* **Provided passage**:
━━━━

- Born: June 15, 1950 (age 76) Trabzon, Turkey
- Education: Medicine
- Alma mater: Hacettepe University
- Occupation: Academic
- Board member of: International Olympic Committee, National Olympic Committee of Turkey

= Uğur Erdener =

Turkish physician (born 1950)

Uğur Erdener (born June 15, 1950) is a Turkish physician specialized in ophthalmology and professor at the Hacettepe University, Ankara. He is currently a member of the International Olympic Committee, former president of the National Olympic Committee of Turkey, and president of SportAccord.

==Early years==
Uğur Erdener was born on June 15, 1950, in Trabzon. Upon completion of his elementary school education in Van, he attended the secondary school in Bandırma and graduated from the Gazi High School in Ankara. He enrolled in the School of Medicine of the Hacettepe University. After graduating with his medical degree in 1977, he completed a residency in Ophthalmology at Hacettepe University.

== Career ==
He served as the General Director of Hacettepe Hospitals between 2000 and 2007, and as the Rector of Hacettepe University between 2007 and 2011. He retired from Hacettepe University in 2017, due to the age limit. He has been the President of the World Archery Federation since 2005. As of 2011, he is the President of the Turkish National Olympic Committee. He is also the vice-president of the International Olympic Committee and the vice-president of the International Olympic Summer Sports Federation as of November 2017.

==Family life==
Uğur Erdener was married to Macide Erdener, a former archer and archery judge.
In his second marriage, he is with Zafer. He has three children and one grandchild.

━━━━

In the passage on Uğur Erdener, swap "physician" for "doctor" and write out the part starting with "Uğur Erdener (born" and going on through "at Hacettepe University.".

Saved entries
━━━━

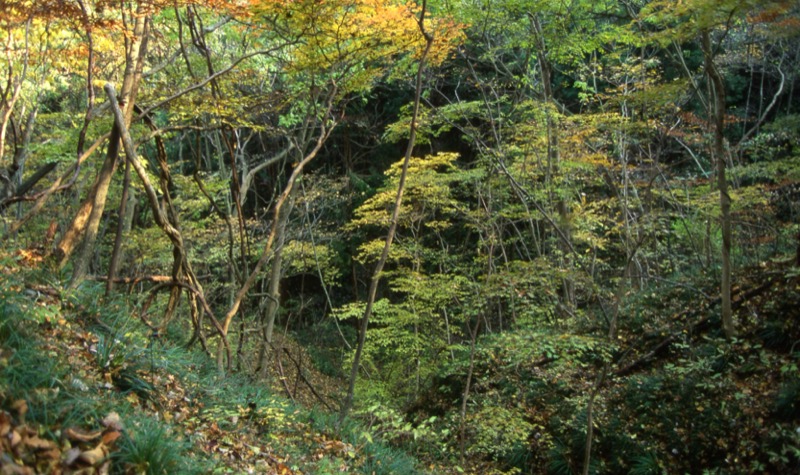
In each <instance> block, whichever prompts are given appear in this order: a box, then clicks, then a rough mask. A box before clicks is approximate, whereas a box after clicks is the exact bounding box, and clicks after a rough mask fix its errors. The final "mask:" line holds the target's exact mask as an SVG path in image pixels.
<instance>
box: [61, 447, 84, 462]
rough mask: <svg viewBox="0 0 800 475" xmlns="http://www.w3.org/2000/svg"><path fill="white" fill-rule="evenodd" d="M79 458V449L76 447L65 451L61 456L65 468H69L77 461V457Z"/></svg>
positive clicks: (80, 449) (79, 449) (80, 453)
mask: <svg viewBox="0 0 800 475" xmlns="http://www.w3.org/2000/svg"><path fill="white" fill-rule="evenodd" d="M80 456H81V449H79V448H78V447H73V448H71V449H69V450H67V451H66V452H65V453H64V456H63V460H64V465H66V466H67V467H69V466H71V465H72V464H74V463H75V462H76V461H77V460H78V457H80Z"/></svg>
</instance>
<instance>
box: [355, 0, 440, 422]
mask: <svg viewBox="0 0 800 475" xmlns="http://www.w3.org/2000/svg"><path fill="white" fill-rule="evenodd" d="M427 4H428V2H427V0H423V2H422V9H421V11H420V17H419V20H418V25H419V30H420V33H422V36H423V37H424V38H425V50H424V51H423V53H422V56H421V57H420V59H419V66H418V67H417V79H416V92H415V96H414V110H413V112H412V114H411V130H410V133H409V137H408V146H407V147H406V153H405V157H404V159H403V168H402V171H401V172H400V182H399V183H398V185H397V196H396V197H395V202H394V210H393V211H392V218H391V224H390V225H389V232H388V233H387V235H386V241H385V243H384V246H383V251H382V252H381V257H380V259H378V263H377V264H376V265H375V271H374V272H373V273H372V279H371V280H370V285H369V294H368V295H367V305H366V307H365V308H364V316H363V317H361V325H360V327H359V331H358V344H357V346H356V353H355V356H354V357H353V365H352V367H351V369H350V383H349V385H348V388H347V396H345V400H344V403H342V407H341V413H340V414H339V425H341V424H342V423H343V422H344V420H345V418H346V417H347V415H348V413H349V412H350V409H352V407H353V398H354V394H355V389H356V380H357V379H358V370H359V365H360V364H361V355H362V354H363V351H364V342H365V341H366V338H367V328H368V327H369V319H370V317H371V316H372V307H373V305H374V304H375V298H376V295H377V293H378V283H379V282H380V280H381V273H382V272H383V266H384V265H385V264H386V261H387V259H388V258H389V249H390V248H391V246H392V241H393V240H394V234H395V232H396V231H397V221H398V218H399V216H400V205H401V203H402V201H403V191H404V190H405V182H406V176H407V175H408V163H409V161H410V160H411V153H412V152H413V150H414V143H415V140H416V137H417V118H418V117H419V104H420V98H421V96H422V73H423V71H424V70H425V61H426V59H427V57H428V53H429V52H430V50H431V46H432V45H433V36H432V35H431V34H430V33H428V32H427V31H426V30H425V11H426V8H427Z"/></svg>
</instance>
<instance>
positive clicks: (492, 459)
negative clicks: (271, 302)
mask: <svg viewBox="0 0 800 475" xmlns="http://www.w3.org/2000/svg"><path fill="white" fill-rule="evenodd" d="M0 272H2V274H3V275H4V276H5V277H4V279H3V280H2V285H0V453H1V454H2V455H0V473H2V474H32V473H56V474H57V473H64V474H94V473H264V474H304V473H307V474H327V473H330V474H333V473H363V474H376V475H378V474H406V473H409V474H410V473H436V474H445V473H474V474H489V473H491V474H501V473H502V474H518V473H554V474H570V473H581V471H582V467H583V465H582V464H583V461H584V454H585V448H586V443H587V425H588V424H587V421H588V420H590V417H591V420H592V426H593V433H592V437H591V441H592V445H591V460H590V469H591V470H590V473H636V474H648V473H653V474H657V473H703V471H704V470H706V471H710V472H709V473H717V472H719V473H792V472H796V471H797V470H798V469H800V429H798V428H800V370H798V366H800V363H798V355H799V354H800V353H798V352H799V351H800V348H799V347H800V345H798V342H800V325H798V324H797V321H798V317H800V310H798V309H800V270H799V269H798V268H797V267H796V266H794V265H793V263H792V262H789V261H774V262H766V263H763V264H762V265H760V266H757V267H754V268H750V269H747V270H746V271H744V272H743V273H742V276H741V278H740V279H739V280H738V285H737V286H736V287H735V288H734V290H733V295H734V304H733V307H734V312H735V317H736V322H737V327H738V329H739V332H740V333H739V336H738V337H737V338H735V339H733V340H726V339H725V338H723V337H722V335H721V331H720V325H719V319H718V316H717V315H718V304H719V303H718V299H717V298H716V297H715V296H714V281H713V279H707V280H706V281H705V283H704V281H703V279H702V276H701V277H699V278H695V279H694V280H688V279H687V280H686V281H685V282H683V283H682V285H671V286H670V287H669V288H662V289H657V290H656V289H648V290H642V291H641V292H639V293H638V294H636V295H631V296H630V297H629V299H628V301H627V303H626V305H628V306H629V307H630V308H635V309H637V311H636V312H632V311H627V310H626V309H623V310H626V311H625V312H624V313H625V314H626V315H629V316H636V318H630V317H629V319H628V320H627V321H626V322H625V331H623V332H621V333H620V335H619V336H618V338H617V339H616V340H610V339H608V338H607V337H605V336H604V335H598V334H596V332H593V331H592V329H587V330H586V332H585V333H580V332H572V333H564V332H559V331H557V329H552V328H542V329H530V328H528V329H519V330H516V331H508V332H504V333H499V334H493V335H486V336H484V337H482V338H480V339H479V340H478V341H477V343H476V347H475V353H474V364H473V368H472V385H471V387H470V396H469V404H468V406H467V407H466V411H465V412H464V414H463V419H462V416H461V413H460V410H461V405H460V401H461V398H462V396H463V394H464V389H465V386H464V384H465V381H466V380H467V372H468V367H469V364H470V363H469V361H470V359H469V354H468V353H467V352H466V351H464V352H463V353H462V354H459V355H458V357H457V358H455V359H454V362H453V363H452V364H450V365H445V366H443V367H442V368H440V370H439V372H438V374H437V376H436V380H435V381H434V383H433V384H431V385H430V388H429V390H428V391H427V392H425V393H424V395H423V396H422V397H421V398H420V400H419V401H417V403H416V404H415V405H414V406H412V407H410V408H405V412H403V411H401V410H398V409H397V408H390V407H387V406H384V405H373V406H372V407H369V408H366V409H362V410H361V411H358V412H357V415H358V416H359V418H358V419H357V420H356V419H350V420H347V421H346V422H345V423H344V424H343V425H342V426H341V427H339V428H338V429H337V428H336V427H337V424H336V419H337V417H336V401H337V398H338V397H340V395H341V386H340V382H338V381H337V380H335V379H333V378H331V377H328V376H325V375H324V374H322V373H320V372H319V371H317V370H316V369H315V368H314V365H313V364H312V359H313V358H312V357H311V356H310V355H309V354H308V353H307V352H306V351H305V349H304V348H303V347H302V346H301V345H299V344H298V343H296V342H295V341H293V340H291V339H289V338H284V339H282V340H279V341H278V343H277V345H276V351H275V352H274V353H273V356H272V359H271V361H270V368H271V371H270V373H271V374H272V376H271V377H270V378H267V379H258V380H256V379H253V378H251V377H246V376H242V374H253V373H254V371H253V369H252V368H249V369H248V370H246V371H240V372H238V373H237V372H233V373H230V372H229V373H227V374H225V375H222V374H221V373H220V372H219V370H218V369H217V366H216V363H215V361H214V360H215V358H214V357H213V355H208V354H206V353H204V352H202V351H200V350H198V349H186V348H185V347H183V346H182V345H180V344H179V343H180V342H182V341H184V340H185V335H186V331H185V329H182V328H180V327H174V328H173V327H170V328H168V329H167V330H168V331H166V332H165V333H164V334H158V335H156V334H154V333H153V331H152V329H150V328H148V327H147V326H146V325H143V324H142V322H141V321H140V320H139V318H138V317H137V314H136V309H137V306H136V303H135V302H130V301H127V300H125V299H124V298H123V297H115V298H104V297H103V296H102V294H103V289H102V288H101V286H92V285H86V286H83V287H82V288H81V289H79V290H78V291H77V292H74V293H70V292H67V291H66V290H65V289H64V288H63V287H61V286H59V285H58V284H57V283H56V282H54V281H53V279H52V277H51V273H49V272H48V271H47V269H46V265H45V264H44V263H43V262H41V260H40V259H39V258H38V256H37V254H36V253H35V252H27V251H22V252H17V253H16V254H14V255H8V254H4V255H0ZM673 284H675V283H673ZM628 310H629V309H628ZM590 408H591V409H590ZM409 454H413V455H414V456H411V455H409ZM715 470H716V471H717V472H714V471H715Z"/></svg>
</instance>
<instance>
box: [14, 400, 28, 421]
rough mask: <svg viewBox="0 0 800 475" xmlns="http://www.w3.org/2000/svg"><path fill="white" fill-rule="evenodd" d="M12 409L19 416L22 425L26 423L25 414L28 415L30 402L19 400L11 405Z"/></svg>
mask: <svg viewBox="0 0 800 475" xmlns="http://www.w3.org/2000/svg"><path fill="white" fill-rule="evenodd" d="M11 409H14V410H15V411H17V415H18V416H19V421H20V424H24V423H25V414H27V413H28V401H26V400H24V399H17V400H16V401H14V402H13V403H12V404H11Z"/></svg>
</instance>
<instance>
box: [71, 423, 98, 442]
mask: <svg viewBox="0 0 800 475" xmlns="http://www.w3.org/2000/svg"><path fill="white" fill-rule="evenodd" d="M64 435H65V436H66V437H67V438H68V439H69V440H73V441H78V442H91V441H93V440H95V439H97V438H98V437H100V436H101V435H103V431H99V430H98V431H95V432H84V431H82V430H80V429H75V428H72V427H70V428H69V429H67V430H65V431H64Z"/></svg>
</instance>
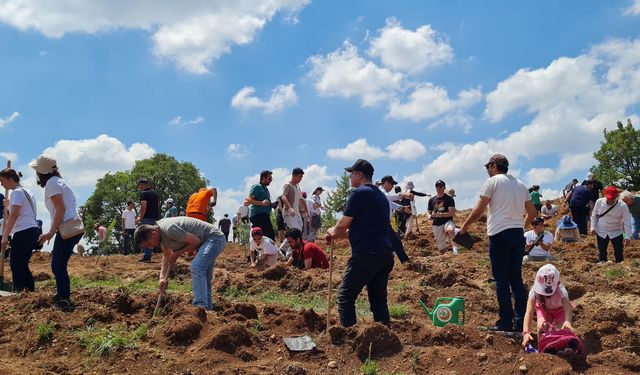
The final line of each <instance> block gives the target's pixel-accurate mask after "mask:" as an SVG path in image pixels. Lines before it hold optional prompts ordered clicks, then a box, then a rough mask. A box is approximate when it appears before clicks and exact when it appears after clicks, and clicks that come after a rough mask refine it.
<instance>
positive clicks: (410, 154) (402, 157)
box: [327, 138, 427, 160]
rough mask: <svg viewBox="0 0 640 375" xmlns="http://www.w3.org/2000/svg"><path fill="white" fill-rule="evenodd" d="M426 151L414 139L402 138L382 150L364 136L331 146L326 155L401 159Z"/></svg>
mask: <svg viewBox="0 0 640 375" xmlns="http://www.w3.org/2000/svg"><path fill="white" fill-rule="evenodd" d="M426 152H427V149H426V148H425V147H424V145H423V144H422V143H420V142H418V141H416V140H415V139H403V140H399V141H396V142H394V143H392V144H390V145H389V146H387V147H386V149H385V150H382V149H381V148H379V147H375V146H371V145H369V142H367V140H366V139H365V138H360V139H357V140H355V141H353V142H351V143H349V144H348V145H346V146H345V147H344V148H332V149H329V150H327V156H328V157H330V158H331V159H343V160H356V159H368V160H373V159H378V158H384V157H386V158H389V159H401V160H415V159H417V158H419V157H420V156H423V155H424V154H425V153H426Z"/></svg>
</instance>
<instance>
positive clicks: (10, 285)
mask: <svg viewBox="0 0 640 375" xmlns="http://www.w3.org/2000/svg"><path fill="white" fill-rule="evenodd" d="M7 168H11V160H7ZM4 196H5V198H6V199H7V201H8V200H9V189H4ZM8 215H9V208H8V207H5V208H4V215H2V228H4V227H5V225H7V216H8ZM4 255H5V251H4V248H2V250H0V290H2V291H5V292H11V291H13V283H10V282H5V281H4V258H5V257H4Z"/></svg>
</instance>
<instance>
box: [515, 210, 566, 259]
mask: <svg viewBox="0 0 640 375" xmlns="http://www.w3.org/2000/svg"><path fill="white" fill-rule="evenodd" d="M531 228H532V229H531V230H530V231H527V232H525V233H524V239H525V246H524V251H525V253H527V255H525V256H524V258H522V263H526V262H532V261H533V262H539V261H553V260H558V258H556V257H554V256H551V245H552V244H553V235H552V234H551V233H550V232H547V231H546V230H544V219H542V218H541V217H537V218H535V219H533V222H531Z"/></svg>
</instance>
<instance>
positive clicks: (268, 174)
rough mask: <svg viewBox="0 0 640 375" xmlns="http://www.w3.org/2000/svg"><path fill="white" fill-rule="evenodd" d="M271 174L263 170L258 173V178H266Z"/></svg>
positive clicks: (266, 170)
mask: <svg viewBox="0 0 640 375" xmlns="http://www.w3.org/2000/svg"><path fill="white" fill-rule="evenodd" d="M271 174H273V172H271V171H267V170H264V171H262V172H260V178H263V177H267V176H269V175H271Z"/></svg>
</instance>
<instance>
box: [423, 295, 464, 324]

━━━━

* **Output of the task**:
Uğur Erdener (born June 15, 1950) is a Turkish doctor specialized in ophthalmology and professor at the Hacettepe University, Ankara. He is currently a member of the International Olympic Committee, former president of the National Olympic Committee of Turkey, and president of SportAccord.

==Early years==
Uğur Erdener was born on June 15, 1950, in Trabzon. Upon completion of his elementary school education in Van, he attended the secondary school in Bandırma and graduated from the Gazi High School in Ankara. He enrolled in the School of Medicine of the Hacettepe University. After graduating with his medical degree in 1977, he completed a residency in Ophthalmology at Hacettepe University.